| EXERCISE DETAILS |
Each record here should be printed again exactly; please leave its pictures out.

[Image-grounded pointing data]
BEGIN

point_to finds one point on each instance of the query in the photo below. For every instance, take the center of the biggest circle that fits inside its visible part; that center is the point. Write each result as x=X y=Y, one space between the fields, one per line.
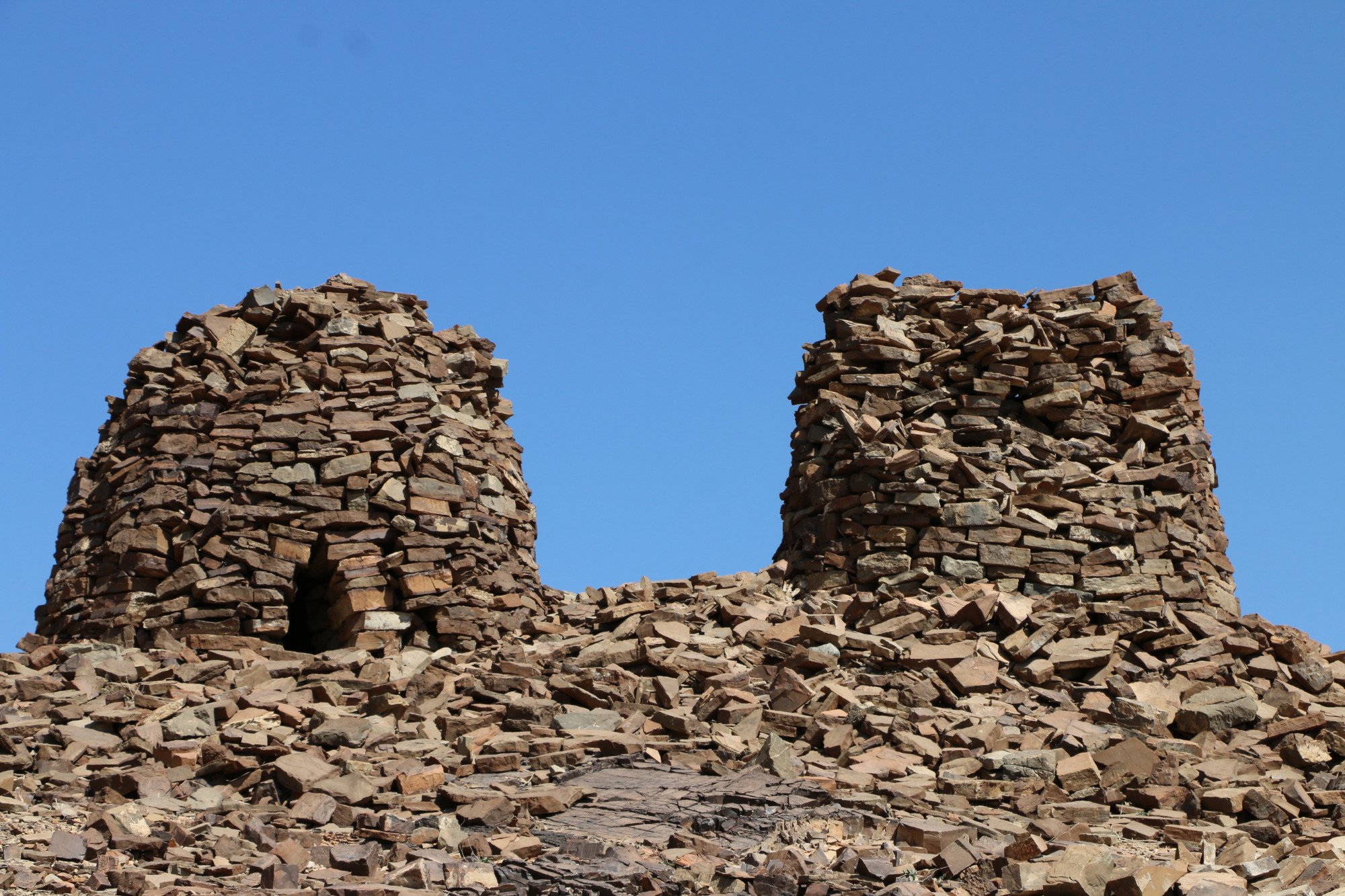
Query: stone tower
x=317 y=467
x=948 y=436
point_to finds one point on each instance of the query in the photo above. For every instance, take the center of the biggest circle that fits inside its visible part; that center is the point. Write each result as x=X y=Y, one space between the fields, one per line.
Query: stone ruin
x=1038 y=443
x=321 y=467
x=315 y=467
x=999 y=650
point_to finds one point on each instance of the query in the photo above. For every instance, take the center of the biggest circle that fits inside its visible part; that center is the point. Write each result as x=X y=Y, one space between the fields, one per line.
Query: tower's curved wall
x=317 y=467
x=1043 y=442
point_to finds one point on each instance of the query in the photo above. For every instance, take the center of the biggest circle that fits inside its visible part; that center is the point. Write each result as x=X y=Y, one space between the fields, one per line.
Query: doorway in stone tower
x=310 y=628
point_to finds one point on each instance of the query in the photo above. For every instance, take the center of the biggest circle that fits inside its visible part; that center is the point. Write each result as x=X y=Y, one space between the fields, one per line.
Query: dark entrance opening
x=310 y=630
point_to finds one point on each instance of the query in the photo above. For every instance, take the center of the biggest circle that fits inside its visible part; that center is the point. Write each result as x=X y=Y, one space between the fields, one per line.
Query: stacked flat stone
x=317 y=467
x=1039 y=443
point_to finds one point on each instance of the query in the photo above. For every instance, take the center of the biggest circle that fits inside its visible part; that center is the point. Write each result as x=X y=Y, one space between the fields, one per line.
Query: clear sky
x=641 y=204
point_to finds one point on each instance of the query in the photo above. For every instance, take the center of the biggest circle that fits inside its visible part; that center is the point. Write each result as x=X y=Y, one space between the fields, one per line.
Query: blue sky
x=641 y=204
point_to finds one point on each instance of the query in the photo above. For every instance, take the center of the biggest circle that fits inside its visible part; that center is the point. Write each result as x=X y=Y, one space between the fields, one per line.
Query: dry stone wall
x=317 y=467
x=1000 y=650
x=1039 y=443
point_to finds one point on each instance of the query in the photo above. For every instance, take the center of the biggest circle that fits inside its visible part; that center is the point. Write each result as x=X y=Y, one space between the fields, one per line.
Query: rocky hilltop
x=295 y=638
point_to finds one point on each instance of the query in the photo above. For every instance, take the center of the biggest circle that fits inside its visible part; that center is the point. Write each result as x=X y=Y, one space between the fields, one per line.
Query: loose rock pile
x=1089 y=716
x=311 y=466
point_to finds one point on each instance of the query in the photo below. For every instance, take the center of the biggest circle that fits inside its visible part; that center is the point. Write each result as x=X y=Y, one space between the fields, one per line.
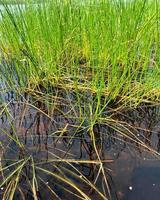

END

| RESULT OF THE EXERCISE |
point_to finds one point on each instance of the query in the photo below. For every instance, take the center of the biggest circle that fits inside its visible part; that center is the point. Write each result as x=X y=Y, one space between the fields, one per line.
Query: stone tower
x=317 y=467
x=948 y=436
point_to finds one point on each instance of the query in the photo above. For every instance, take the center of the biggest circle that fits inside its visible part; that center is the point. Write each result as x=X y=Y, one space between the fields, one per line.
Query: stone ruin
x=1038 y=443
x=321 y=467
x=315 y=467
x=999 y=650
point_to finds one point on each instance of the query in the photo above. For every instance, take the center of the biggest circle that fits inside its visible part; that center is the point. Write each result as x=X y=Y, one space between the fields, one per line.
Query: tower's curved wall
x=317 y=467
x=1043 y=442
point_to finds one point on each instance of the query in the photo above. For every instance, take the center of the biggest circle that fits inside its visible part; that center is the point. Write each result as x=X y=Y, one space between the fields, one per line.
Query: doorway in stone tower
x=310 y=628
point_to finds one point on each instance of the query in the photo above. For every instance, take the center of the biggest circle that fits inside its visible part; that center is the point. Write each result as x=X y=Y, one space between the fields, one per line.
Query: dark entrance opening
x=310 y=630
point_to finds one point on each instance of the query in the photo above. For every instance, take the center of the biggest circle that fits inside its visible part; that center is the point. Write each result as x=X y=Y, one space between the fields, one per line.
Query: stacked flat stone
x=317 y=467
x=1039 y=443
point_to finds one point on each instance of the query in the photo above. For every instance, take the center of the biggest circle that fits inside its visible part; that center is the point. Write each result as x=X y=Y, one space between the fields, one per line.
Query: clear sky
x=641 y=204
point_to finds one point on each instance of the query in the photo above. For every instance, take the center of the biggest circle that fits inside its visible part; that center is the point. Write each result as x=X y=Y, one space between the fields, one per line.
Query: blue sky
x=641 y=204
point_to finds one point on each instance of the query in the photo above. For every instance, take the center of the biggest circle that fits inside its visible part; that center is the point. Write each result as x=X y=Y, one space between the fields, one per line.
Query: dry stone wall
x=317 y=467
x=1000 y=650
x=1039 y=443
point_to finds one point on each instance of the query in the photo above. For every instance, take the center of the biggest circle that fits inside its visible part; that center is the point. Write each result as x=X y=Y, one space between the fields, one per line.
Query: rocky hilltop
x=295 y=638
point_to finds one point on each instance of the query in the photo above. For every instance, take the center of the biggest circle that fits inside its visible part; that center is the point. Write each result as x=X y=Y, one space between the fields, one per line.
Query: loose rock pile
x=1089 y=716
x=311 y=466
point_to finds one point on each instance of the query in the photo below. For every instance, take the center of the biggest circle that fits inside its visible part; that center is the point. Write each result as x=X y=Y, one space between the fields, one per line.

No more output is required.